== Exercise task ==
From the records below, pull out every line that contains the word "gable" and copy each of those lines in full.

== Records from a dataset ==

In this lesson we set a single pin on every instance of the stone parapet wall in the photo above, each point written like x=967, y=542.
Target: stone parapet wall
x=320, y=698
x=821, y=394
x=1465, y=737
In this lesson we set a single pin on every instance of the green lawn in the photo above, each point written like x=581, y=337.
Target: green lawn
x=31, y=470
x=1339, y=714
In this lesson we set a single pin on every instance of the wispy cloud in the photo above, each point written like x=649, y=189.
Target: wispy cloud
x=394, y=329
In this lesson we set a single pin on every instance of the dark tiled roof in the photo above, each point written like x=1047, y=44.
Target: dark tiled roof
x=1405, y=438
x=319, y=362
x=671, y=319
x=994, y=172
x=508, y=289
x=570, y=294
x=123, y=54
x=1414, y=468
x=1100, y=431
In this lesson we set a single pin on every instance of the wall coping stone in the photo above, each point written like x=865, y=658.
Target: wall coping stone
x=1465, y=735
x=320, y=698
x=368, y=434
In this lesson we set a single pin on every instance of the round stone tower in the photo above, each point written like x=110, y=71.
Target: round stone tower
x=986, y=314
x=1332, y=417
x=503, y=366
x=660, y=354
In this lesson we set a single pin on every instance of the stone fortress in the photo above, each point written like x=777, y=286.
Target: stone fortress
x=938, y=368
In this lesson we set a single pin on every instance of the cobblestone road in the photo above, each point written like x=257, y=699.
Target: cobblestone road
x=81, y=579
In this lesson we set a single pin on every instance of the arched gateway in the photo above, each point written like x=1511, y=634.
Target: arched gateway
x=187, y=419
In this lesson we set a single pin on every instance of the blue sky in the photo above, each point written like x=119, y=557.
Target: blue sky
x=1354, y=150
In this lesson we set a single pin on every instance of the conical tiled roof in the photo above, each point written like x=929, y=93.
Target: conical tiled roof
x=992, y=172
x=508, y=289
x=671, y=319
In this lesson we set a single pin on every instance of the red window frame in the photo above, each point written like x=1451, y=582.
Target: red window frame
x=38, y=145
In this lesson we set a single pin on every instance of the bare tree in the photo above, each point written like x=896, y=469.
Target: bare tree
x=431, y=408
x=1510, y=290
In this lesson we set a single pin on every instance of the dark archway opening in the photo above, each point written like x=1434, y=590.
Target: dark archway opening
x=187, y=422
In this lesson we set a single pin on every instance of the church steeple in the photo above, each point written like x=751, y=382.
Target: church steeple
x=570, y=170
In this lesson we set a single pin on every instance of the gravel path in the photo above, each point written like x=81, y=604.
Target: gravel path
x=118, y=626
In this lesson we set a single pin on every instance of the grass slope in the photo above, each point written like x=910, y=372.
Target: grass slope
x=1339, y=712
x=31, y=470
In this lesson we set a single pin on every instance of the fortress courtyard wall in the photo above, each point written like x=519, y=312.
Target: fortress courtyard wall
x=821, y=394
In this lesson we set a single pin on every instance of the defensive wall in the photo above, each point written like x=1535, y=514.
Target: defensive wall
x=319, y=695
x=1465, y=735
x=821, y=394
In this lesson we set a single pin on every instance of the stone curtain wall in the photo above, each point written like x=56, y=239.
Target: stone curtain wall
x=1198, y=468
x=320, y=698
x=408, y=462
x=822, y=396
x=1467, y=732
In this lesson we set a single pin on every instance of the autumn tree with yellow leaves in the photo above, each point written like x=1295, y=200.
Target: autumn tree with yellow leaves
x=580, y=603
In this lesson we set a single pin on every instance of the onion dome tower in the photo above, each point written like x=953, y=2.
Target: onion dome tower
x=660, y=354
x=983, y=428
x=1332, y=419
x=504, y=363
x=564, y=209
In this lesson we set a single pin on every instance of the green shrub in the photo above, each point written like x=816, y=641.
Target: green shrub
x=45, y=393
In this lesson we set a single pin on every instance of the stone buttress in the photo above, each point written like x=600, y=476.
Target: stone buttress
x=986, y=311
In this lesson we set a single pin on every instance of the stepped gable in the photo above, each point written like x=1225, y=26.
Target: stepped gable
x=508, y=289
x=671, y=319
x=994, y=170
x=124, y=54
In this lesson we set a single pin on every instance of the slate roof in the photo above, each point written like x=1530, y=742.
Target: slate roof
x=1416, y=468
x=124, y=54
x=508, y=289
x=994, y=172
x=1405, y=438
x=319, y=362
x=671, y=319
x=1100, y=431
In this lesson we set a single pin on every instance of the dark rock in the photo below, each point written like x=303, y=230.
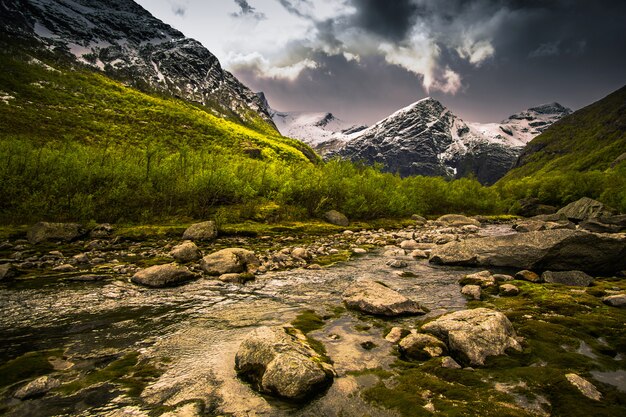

== Answer ==
In this lesson we set a single pin on every instance of the stepped gable in the photo above, each point written like x=1225, y=26.
Target: stepped gable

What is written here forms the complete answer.